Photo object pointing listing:
---+---
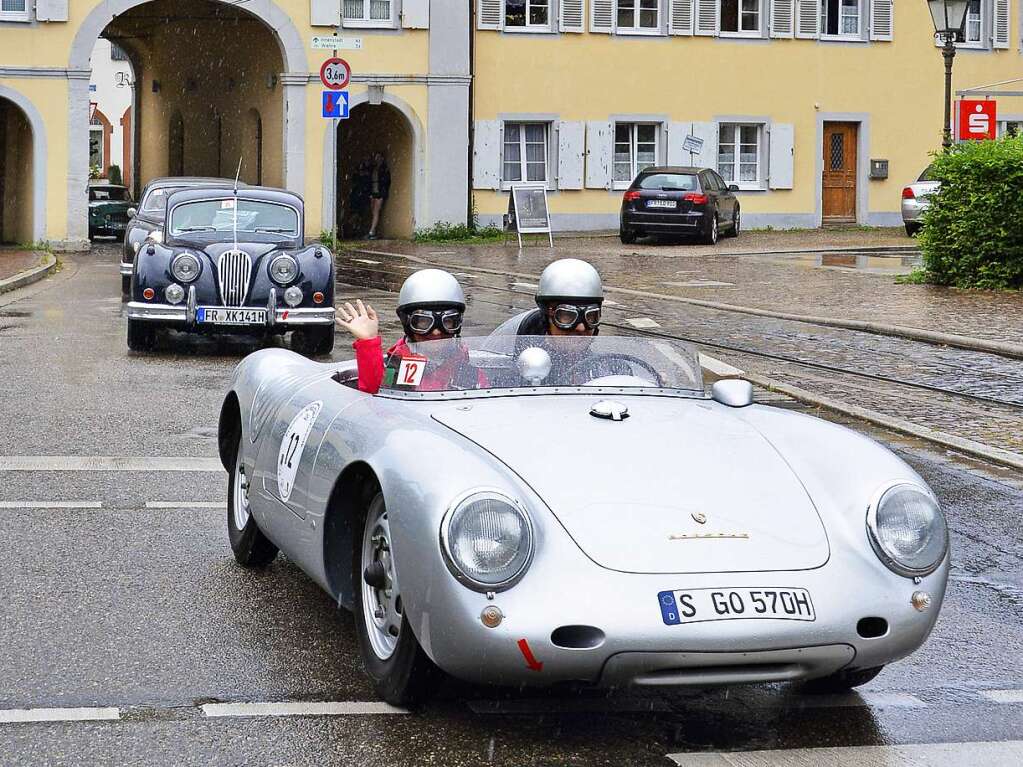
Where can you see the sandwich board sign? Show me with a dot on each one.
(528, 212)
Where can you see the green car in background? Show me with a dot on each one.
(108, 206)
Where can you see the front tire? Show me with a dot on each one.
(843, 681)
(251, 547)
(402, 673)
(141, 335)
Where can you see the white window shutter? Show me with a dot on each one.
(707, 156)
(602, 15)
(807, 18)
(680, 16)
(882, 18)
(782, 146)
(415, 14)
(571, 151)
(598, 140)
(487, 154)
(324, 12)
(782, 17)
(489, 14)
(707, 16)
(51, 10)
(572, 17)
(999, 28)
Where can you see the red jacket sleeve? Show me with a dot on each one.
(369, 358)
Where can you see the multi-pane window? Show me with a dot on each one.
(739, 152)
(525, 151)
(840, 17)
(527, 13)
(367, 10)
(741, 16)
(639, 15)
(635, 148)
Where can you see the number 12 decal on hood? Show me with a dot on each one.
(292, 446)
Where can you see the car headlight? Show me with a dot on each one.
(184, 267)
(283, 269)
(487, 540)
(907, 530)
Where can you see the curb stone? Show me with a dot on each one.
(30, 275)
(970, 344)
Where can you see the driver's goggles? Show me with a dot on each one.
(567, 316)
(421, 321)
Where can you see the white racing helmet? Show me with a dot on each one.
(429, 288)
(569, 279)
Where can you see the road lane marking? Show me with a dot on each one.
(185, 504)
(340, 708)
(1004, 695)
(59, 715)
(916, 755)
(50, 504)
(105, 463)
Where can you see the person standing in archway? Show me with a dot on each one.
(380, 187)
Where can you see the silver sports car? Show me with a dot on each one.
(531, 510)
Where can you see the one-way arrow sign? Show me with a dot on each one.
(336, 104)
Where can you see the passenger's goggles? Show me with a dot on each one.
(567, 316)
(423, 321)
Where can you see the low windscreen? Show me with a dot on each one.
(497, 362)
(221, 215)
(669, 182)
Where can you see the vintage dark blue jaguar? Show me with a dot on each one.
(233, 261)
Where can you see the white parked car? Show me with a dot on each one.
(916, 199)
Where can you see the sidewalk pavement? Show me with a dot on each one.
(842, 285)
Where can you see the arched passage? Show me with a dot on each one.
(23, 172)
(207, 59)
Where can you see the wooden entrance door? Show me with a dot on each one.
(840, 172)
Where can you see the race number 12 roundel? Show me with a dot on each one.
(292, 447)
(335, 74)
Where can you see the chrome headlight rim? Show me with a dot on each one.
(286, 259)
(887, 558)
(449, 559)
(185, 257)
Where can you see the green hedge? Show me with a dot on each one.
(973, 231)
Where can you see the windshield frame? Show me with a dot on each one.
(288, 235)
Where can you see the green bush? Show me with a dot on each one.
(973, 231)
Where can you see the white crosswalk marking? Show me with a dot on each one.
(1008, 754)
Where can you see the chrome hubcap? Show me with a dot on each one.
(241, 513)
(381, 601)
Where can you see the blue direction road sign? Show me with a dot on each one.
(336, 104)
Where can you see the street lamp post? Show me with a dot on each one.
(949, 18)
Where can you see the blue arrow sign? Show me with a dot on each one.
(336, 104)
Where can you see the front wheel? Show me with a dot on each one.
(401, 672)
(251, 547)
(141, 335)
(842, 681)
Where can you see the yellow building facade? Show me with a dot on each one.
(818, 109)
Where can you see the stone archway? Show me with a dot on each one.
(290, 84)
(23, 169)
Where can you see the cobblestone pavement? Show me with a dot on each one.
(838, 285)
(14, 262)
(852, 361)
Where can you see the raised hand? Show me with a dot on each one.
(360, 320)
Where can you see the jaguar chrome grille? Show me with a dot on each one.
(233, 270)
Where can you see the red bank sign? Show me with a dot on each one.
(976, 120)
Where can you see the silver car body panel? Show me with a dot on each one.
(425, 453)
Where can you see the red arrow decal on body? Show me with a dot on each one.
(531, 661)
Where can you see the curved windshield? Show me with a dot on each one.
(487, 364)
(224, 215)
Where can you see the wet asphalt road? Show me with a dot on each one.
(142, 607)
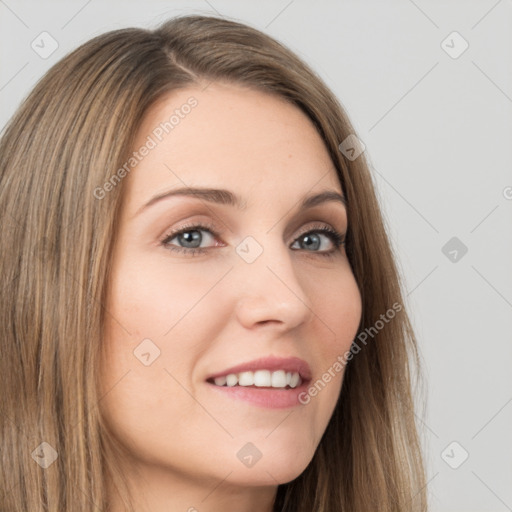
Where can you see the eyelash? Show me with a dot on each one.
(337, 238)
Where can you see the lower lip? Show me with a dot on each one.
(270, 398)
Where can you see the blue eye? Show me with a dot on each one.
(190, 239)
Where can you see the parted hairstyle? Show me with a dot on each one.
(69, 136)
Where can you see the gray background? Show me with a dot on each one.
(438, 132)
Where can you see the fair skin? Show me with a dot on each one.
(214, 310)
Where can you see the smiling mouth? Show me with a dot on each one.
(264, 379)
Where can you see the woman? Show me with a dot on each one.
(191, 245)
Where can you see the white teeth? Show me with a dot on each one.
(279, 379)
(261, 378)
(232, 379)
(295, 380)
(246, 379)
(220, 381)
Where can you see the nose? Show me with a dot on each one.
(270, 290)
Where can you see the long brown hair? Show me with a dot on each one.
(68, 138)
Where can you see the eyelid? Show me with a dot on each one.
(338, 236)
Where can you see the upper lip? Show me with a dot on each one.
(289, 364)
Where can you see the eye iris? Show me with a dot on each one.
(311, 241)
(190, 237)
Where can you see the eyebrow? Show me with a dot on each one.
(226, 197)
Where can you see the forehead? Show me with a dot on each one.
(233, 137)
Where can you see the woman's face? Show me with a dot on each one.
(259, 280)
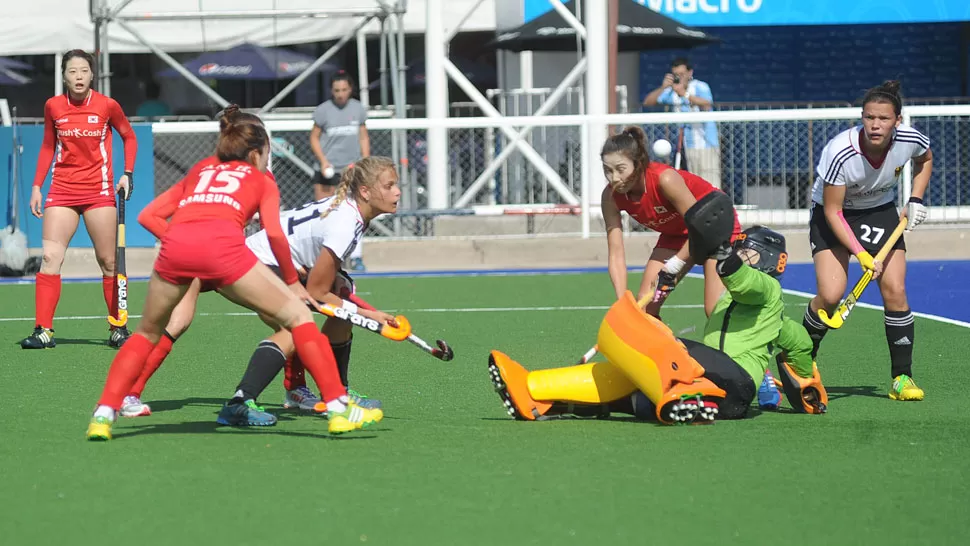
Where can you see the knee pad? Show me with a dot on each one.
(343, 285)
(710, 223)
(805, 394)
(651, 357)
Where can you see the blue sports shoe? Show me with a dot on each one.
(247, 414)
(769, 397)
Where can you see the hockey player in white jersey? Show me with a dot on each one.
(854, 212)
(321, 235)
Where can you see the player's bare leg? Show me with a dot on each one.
---+---
**Task statement:** Rewrite the entire listing with "a dot" switched to "a point" everywhere and nothing else altered. Omit the pictures from your answer.

**Task answer:**
Where can you see the sandwich board sign? Show me with a point on each one.
(528, 212)
Where can you see the green car in background? Show me with a point on each one.
(108, 206)
Where can you see the front tire? Show me with a point on each one.
(843, 681)
(251, 547)
(402, 673)
(141, 335)
Where can you see the white window shutter? Show me with a point on each one.
(707, 156)
(602, 15)
(807, 18)
(680, 16)
(882, 18)
(782, 146)
(415, 14)
(571, 151)
(598, 140)
(487, 154)
(324, 12)
(782, 17)
(489, 14)
(707, 16)
(51, 10)
(572, 17)
(999, 28)
Where can you see the red jacket sleeve? Show me with a point on each one.
(369, 358)
Where can you see the multi-pane window? Show me with a point on each one.
(739, 152)
(525, 151)
(840, 17)
(527, 13)
(367, 10)
(741, 16)
(639, 15)
(635, 148)
Where can you see the number 12 decal on hood? Show me with a point on each one.
(292, 446)
Where can you see the car headlight? Show me with a point on each one.
(184, 267)
(283, 269)
(487, 540)
(907, 530)
Where can you see the curb stone? Show me with a point on each one.
(30, 275)
(970, 344)
Where can you see the driver's goggles? Show me with a point on each one.
(567, 316)
(421, 321)
Where can you see the white racing helmet? Show me with a point on each one.
(429, 288)
(569, 279)
Where can you see the road lane marking? Show me with a point on each one.
(185, 504)
(340, 708)
(1004, 695)
(59, 715)
(916, 755)
(50, 504)
(105, 463)
Where can you see the person standing in archway? Show me with a point on each one.
(380, 187)
Where can you see the silver sports car? Show me with a point on each one.
(531, 510)
Where can you see the one-way arrow sign? Show me with a point on each one.
(336, 104)
Where can you see the passenger's goggles? Show me with a point on each one.
(567, 316)
(423, 321)
Where can you see the low windscreen? Show me with a point on each one.
(497, 362)
(221, 215)
(669, 182)
Where can you see the vintage dark blue jaguar? Show me with a point on each one.
(233, 261)
Where can you see the white parked car? Show me with a point on each one.
(916, 199)
Where can you see the sidewalk pavement? Show me with a point on each one.
(842, 285)
Where can you see the arched passage? Show me with a point on each one.
(23, 172)
(207, 59)
Where can you see the wooden entrance door? Show me with a point on each one.
(840, 172)
Where can you see the race number 12 roundel? Show me with a point on each one.
(292, 447)
(335, 74)
Where can you see the chrome headlight rim? Show me with a point on each one.
(286, 259)
(887, 558)
(449, 559)
(185, 257)
Where can you see the green hedge? Show me with a point on each one.
(973, 231)
Where can you see the windshield frame? Show me with a point on each one.
(288, 235)
Where can you see the green bush? Show me with a point on each one.
(973, 231)
Where can you see the white crosswalk marking? Show me with a point on each one.
(1008, 754)
Where can you see the chrome hubcap? Show me with a point on each one.
(241, 513)
(381, 601)
Where can you see the blue direction road sign? Show me with a point on each one.
(336, 104)
Where can you see the street lamp post? Show me with a point on each one.
(949, 18)
Where can you see the blue arrow sign? Show me with a point on each one.
(336, 104)
Where can you see the front wheel? Show me with a point on each one.
(401, 672)
(251, 547)
(141, 335)
(842, 681)
Where can you see the yellow building facade? Show me with a point on each one.
(818, 109)
Where can you see the stone archway? Show me with a point on each one.
(290, 84)
(23, 169)
Where can you see the cobblestone pavement? Show me with a point on each one.
(838, 285)
(14, 262)
(852, 361)
Where can you see the raised hand? Show me with a point on each one.
(360, 320)
Where can you see the jaguar chrome grille? Show me with a point on each one.
(233, 270)
Where can you see the red bank sign? Show me with a point on each one.
(976, 120)
Where can you see the silver car body panel? Show me with a point on each one.
(425, 453)
Where can you see the red arrow decal on body? Show me with a point on each one.
(531, 661)
Where can you see the curved windshield? Show me with a point on each one.
(487, 364)
(224, 215)
Where can you see the wet asphalt road? Show me with a point on each one.
(142, 607)
Where can you see the eyelash? Show me with a point on each one.
(337, 238)
Where can you see the lower lip? Show me with a point on each one.
(270, 398)
Where can you see the blue eye? Show me with a point on each one.
(190, 239)
Where can you see the parted hairstyle? Show me with a point on each one.
(69, 136)
Where can you see the gray background? Show me with a point on each one.
(438, 132)
Where can you see the fair skin? Show me with a point on each one.
(214, 310)
Where can you see the smiling mouth? Show me with a point on each one.
(264, 379)
Where can you see the woman? Show me with a point on each one.
(191, 245)
Where can you see the white teeth? Show me with a point on each one.
(279, 379)
(261, 378)
(232, 379)
(295, 380)
(246, 379)
(220, 381)
Where can you see the nose? Show me with a point on each one.
(270, 290)
Where can you see the long brown hair? Show me with a point on each one.
(68, 138)
Where can you see the eyelid? Show me with a point on each one.
(338, 236)
Where can you see the upper lip? Show me with a point on each one.
(289, 364)
Where can you see the eye iris? Show me with a point on each one.
(311, 241)
(190, 237)
Where can you see the eyebrow? Show me with a point on each one.
(226, 197)
Where can you see the forehead? Show me with a point on each one.
(233, 137)
Where can you see the woman's face? Show me with a point on each one.
(259, 280)
Where can you see the knee pad? Show me with a point on each one.
(343, 285)
(710, 223)
(805, 394)
(651, 357)
Where can you see the blue sports shoe? Show me with a point on each one.
(247, 414)
(769, 397)
Where can you see the hockey player in white jersey? Show me with a point on each one.
(854, 212)
(321, 235)
Where can you see the player's bare leg? Show me with a point on each one.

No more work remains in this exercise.